(Source passage)
VoiceToSub's cloud mode uses OpenAI's Whisper API for fast, high-quality video translation. This guide walks you through creating an API key and connecting it to the desktop app.
Do I need an API key? No. VoiceToSub works entirely for free using local processing. The OpenAI API is an optional upgrade for faster translation (5-8 second delay vs 15-30 seconds locally).
Step 1: Create an OpenAI Account
- Go to platform.openai.com/signup
- Sign up with your email, Google, or Microsoft account
- Verify your email address
- Complete the account setup
If you already have a ChatGPT account, you can use the same login for the API platform.
Step 2: Add Billing (Pay-as-You-Go)
The API uses pay-as-you-go billing. You only pay for what you use.
- Go to platform.openai.com/account/billing
- Click "Add payment method"
- Enter your credit or debit card details
- Add an initial credit balance (e.g., $5 or $10)
How much does it cost?
OpenAI's Whisper API is priced per minute of audio. At current rates, roughly:
- $0.36/hour of video
- ~$1.80 for a 5-hour binge session
- ~$5 covers roughly 14 hours of video
A $5 initial balance will last most users weeks or even months. Always check OpenAI's current pricing as rates may change.
Tip: Set a usage limit. Go to Settings → Limits and set a monthly budget (e.g., $10) to avoid surprises. OpenAI will stop API access when the limit is reached.
Step 3: Generate an API Key
- Go to platform.openai.com/api-keys
- Click "Create new secret key"
- Give it a name like
VoiceToSub - Click "Create secret key"
- Copy the key immediately — it starts with
sk-and you won't be able to see it again
Keep your API key secret. Don't share it, post it online, or commit it to code. Anyone with your key can use it and incur charges on your account. If compromised, revoke it immediately on the API keys page and create a new one.
(End Source passage)
(The data)
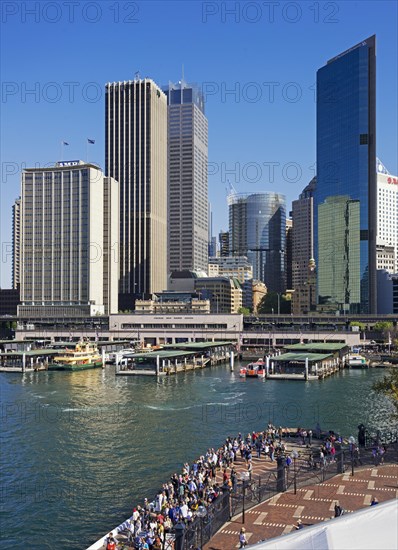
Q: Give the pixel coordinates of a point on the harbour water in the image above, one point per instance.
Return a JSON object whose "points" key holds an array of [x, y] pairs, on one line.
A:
{"points": [[80, 449]]}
(End The data)
Brief A.
Answer these from the VoiceToSub setup guide, one line each:
(i) How long is the translation delay with local processing?
(ii) What login can someone with a ChatGPT account use for the API platform?
(iii) Where do you go to set a monthly budget?
Brief B. Sum up the VoiceToSub setup guide in two sentences.
Brief C. Carry the VoiceToSub setup guide forward from where it stops.
The lines are separate material and have nothing to do with the VoiceToSub setup guide.

Exercise output A.
(i) 15-30 seconds.
(ii) The same login as their ChatGPT account.
(iii) Settings → Limits.

Exercise output B. VoiceToSub is free with local processing, but its optional cloud mode uses OpenAI's Whisper API for faster translation, and the guide covers creating an OpenAI account, adding pay-as-you-go billing, and generating an API key. Whisper costs roughly $0.36 per hour of video, and the guide advises setting a monthly usage limit and keeping the key secret, revoking it if it is compromised.

Exercise output C.
Step 4: Configure VoiceToSub
Now connect your API key to the desktop app:
- Click the VoiceToSub menu-bar icon and choose Translate Video…
- When the file picker opens, select a video file
- The app will prompt for your API key on first use — paste your
sk-...key - The key is saved locally in
~/Library/Application Support/VoiceToSuband never sent anywhere except directly to OpenAI
Step 5: Start Translating
- Click the VoiceToSub menu-bar icon → Translate Video…
- Pick any video file from the file picker
- Translation starts automatically using the OpenAI API
- Progress shows in the menu bar — when done, the subtitled MKV opens in Finder
The app extracts audio from the video file and sends it to OpenAI's Whisper API. The API detects the language automatically, translates to English, and returns timestamped subtitles that are embedded into the output MKV.
Frequently Asked Questions
Is my audio stored by OpenAI?
According to OpenAI's data usage policy, API data is not used to train their models. Audio sent via the API is processed and discarded. You can review their API data usage policies for full details.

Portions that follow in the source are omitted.